# [Goal]
Please write out exactly the lines that begin at the line containing "Each instance receives one keypoint. Mark the mountain peak" and run to the end of the records.

# [Data extract]
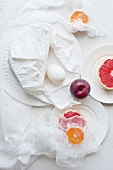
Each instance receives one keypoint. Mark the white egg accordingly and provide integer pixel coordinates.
(55, 73)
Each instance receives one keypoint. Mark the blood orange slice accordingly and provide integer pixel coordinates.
(70, 118)
(79, 15)
(75, 135)
(106, 74)
(70, 114)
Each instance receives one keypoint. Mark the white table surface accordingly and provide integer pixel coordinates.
(102, 160)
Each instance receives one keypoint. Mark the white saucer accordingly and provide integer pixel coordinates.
(95, 116)
(90, 73)
(9, 81)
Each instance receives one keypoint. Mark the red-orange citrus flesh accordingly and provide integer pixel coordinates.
(75, 135)
(79, 15)
(106, 74)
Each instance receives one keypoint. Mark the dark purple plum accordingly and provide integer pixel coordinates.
(80, 88)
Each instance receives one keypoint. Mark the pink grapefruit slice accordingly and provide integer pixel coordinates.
(71, 117)
(106, 74)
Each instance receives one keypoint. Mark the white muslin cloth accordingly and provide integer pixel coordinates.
(29, 57)
(22, 135)
(19, 136)
(23, 12)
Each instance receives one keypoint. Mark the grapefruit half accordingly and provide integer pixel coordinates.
(71, 117)
(106, 74)
(75, 135)
(79, 15)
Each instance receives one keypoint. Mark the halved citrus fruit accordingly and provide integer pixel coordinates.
(70, 114)
(75, 135)
(71, 118)
(79, 15)
(106, 74)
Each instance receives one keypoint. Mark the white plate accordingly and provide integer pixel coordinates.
(90, 73)
(95, 114)
(9, 81)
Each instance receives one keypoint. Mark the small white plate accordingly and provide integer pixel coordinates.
(95, 116)
(90, 73)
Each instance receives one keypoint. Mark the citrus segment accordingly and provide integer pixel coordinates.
(71, 118)
(70, 114)
(106, 74)
(75, 135)
(79, 15)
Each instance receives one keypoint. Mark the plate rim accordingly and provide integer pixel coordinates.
(106, 47)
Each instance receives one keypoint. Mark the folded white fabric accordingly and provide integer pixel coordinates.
(14, 119)
(29, 57)
(22, 12)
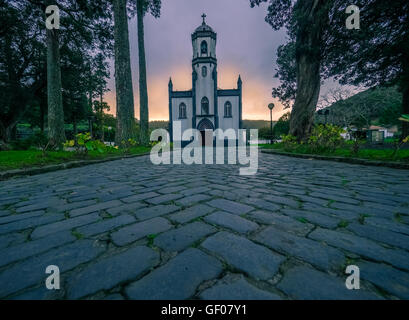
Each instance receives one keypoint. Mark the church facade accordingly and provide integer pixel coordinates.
(205, 107)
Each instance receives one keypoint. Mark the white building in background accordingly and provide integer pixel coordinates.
(205, 107)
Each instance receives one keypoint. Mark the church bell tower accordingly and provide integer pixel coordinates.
(204, 77)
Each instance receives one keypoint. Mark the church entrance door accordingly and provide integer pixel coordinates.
(206, 128)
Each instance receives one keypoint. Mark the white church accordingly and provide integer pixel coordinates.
(205, 107)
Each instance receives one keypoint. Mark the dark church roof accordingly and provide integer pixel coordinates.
(203, 27)
(204, 30)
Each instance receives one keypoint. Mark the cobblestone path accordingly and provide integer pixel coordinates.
(131, 230)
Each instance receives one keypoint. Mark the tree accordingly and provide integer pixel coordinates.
(142, 7)
(22, 64)
(282, 127)
(56, 133)
(378, 53)
(307, 22)
(123, 77)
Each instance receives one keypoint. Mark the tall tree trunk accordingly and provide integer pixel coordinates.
(42, 114)
(405, 109)
(102, 119)
(6, 131)
(56, 132)
(313, 18)
(143, 89)
(123, 78)
(405, 94)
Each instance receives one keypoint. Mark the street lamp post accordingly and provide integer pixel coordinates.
(271, 106)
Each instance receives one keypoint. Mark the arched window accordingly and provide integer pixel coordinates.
(203, 47)
(227, 110)
(182, 111)
(205, 106)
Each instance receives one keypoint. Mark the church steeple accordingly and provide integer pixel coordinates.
(204, 41)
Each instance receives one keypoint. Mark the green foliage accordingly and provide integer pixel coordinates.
(84, 144)
(37, 141)
(282, 127)
(127, 145)
(289, 142)
(325, 138)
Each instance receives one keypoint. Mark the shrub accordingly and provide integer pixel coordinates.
(84, 143)
(325, 138)
(289, 142)
(126, 145)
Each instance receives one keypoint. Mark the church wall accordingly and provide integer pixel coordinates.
(211, 45)
(227, 123)
(185, 123)
(204, 87)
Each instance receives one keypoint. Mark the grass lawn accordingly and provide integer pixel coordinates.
(10, 160)
(371, 154)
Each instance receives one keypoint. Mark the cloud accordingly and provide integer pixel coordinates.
(246, 45)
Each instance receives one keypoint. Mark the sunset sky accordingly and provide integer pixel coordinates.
(246, 45)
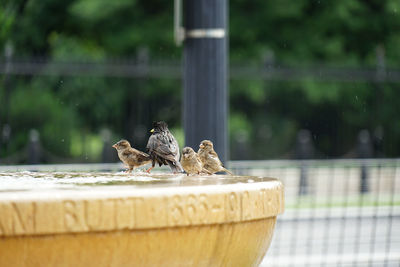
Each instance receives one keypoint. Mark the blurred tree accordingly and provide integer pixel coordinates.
(274, 33)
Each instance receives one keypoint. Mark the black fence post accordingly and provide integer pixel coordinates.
(364, 151)
(34, 148)
(304, 150)
(205, 105)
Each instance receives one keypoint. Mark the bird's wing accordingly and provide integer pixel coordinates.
(160, 145)
(213, 156)
(141, 156)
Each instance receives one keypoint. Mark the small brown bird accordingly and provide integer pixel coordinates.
(210, 158)
(163, 147)
(131, 157)
(191, 162)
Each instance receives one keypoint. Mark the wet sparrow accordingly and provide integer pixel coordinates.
(163, 147)
(131, 157)
(191, 162)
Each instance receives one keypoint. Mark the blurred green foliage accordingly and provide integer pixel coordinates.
(74, 109)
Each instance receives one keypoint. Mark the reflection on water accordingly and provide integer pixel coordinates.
(23, 181)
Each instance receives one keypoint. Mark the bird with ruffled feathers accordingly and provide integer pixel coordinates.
(163, 147)
(132, 157)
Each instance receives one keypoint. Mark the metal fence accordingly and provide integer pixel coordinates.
(337, 212)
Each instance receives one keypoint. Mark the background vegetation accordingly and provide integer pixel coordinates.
(76, 114)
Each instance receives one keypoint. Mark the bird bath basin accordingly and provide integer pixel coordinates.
(105, 219)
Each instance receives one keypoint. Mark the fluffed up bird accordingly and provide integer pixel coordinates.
(210, 158)
(163, 147)
(133, 158)
(191, 162)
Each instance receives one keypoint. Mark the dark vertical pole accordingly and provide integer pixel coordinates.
(205, 74)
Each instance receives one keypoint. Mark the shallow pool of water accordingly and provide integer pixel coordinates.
(26, 180)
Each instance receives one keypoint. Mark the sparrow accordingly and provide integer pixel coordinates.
(191, 162)
(131, 157)
(210, 158)
(163, 147)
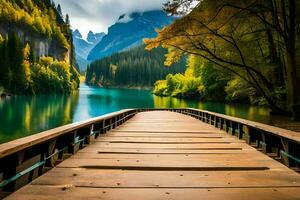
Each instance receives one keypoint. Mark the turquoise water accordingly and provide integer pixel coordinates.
(21, 116)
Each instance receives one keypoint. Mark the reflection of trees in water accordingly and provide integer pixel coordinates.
(25, 115)
(170, 102)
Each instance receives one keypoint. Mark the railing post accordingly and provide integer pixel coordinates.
(283, 154)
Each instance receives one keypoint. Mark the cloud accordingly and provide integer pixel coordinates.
(98, 15)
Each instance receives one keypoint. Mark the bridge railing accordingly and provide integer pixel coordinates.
(278, 143)
(24, 159)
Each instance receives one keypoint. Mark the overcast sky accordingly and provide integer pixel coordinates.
(98, 15)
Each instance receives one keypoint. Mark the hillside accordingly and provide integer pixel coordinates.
(136, 67)
(36, 50)
(129, 31)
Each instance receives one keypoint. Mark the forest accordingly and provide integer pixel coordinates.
(238, 51)
(135, 67)
(21, 70)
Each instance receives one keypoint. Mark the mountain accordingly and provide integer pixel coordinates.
(83, 47)
(129, 31)
(36, 52)
(135, 67)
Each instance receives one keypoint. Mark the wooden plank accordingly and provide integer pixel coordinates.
(23, 143)
(78, 193)
(167, 179)
(205, 164)
(166, 155)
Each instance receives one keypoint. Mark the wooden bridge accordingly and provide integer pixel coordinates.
(133, 154)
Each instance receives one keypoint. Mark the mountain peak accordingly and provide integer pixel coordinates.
(129, 31)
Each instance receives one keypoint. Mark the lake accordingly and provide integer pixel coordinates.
(21, 116)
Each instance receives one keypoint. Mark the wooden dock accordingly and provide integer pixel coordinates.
(165, 155)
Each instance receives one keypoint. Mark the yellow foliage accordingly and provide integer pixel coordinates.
(42, 21)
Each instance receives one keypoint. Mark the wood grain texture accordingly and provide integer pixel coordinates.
(166, 155)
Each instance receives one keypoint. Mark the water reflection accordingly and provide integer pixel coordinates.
(24, 115)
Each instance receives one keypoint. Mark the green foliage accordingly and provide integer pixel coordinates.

# [Task response]
Each instance receives one keypoint. Mark the mountain peak accordingly and provide integer pixel coordinates.
(129, 31)
Each instance receives one keypoint. Mark the lake accordingly and provide integer pixel coordinates.
(21, 116)
Each instance receives one keypoint. Mark the wooden dock accordingly and provide integer pixel coordinates.
(165, 155)
Each instance receives one keypoint. Mark the yellow foliage accordingly and provide integer pixel coordinates.
(42, 21)
Each instance receives one keypoint. Mark the wood grain texture accordingly and provide integer pixel coordinates.
(166, 155)
Each instance receives one keypoint. Mark the water reflection accordingly and provide integer pixel coordinates.
(24, 115)
Each instance receives one keypoint. Mark the green foliage accordingly and provide integer pixel coordinates.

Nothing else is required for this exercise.